▶ EXCERPT TO READ:
···
STATE OF THE PROVINCE ADDRESS: NO DELIVERY WITHOUT A CAPACITATED STATE

The Democratic Alliance believes that the Eastern Cape can become a province of growing opportunity for all its citizens if the right policy choices are made. These choices will ensure the right climate for a growing provincial economy which will reduce poverty and unemployment.

This Friday the Premier, Noxolo Kiviet, will once again give a state of the province address. What one expects from the Premier is clear action plans, with timeframes, to deal with some of the major problems confronting the province, rather than feel-good nice sounding general commitments.

The Premier needs to think out of the current ideological straight jacket which determines how government policy is shaped. The province desperately needs a new approach, with new ideas and new policies. The province needs to fully utilise its provincial powers like the Democratic Alliance in the Western Cape. Legislation needs to be introduced to ban civil servants doing business with the provincial government. This will go a long way to rooting out corruption.

The root of the problems of the Eastern Cape does not lie so much in the lack of systems but rather in the people who manage them. The Premier needs to spell out how one is going to deal with the under- performing civil service in the light of the fact that it now consumes 79% of the provincial budget – excluding conditional grants – without any evidence of improved service delivery.

The capacity of the province to provide quality services is slowly grinding to a halt. Education is a case in point.

The current crisis in education where the department has weak management and is failing to deliver quality education to the learners of this province need to be urgently dealt with. The lack of scholar transport and operating school nutritional programme and classrooms without teachers and stationery needs to be properly dealt with.
···
▶ WORK INSTRUCTIONS: Extend the statement on the Eastern Cape state of the province address past its final sentence, keeping its argument and tone.
···
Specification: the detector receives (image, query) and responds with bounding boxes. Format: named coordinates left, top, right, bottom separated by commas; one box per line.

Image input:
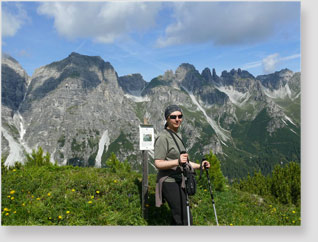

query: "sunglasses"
left=170, top=114, right=183, bottom=119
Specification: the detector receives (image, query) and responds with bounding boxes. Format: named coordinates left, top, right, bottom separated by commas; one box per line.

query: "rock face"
left=1, top=53, right=300, bottom=177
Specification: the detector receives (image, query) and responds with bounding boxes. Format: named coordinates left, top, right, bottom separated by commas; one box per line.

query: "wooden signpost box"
left=139, top=120, right=154, bottom=219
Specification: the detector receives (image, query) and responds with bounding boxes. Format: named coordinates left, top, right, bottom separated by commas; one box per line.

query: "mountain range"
left=1, top=52, right=301, bottom=178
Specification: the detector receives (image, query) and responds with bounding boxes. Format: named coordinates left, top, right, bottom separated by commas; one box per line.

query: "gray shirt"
left=154, top=127, right=186, bottom=207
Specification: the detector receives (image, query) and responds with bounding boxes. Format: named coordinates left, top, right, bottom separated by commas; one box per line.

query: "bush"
left=106, top=153, right=131, bottom=173
left=233, top=162, right=301, bottom=206
left=25, top=146, right=52, bottom=166
left=202, top=151, right=226, bottom=191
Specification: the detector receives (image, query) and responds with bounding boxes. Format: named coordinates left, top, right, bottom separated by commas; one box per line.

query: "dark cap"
left=165, top=105, right=182, bottom=120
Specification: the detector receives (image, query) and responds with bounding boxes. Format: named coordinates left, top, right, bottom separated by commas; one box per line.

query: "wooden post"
left=141, top=118, right=149, bottom=219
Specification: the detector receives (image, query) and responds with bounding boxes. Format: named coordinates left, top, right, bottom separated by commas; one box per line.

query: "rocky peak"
left=201, top=68, right=212, bottom=81
left=118, top=74, right=147, bottom=96
left=1, top=54, right=29, bottom=111
left=256, top=68, right=294, bottom=90
left=175, top=63, right=196, bottom=81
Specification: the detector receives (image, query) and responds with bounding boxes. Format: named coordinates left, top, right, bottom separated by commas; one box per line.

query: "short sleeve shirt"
left=154, top=130, right=185, bottom=160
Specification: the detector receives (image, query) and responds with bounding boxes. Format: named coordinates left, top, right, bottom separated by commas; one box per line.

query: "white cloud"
left=262, top=53, right=280, bottom=74
left=241, top=53, right=301, bottom=74
left=157, top=2, right=300, bottom=47
left=38, top=2, right=161, bottom=43
left=2, top=4, right=29, bottom=37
···
▶ ANSWER AREA:
The province needs to spell out solutions to the current water crisis in the Nelson Mandela Metropole whose water supply is likely to run out in August if nothing is done. The Metro only received R450 million out of a R1.6 billion request to National Treasury. It has taken almost a year to approve this request.

The dysfunctional nature of many of our municipalities who are dismally failing to deliver services also needs a clear turn-around plan. Cadre redeployment has resulted in many of our municipalities become fiefdoms for political barons who are free to loot and influence tender processes in favour of their political cronies.

The Premier needs to spell out plans of how we are going to deal with the other major crisis in the province, namely the state of Healthcare. What one wants to see is a culture of the caring healthcare professional instilled throughout this province. Patients cannot be abandoned to lie in corridors unattended or turned away.

The projected R3.7 billion over-expenditure in the province poses a major risk to our future financial stability. Answers need to be given as to how this will be financed.

The DA will be presenting its solution in the ensuing parliamentary debate. The DA will be spelling out its alternative vision of how the province can become a place of hope and opportunity for all its citizens.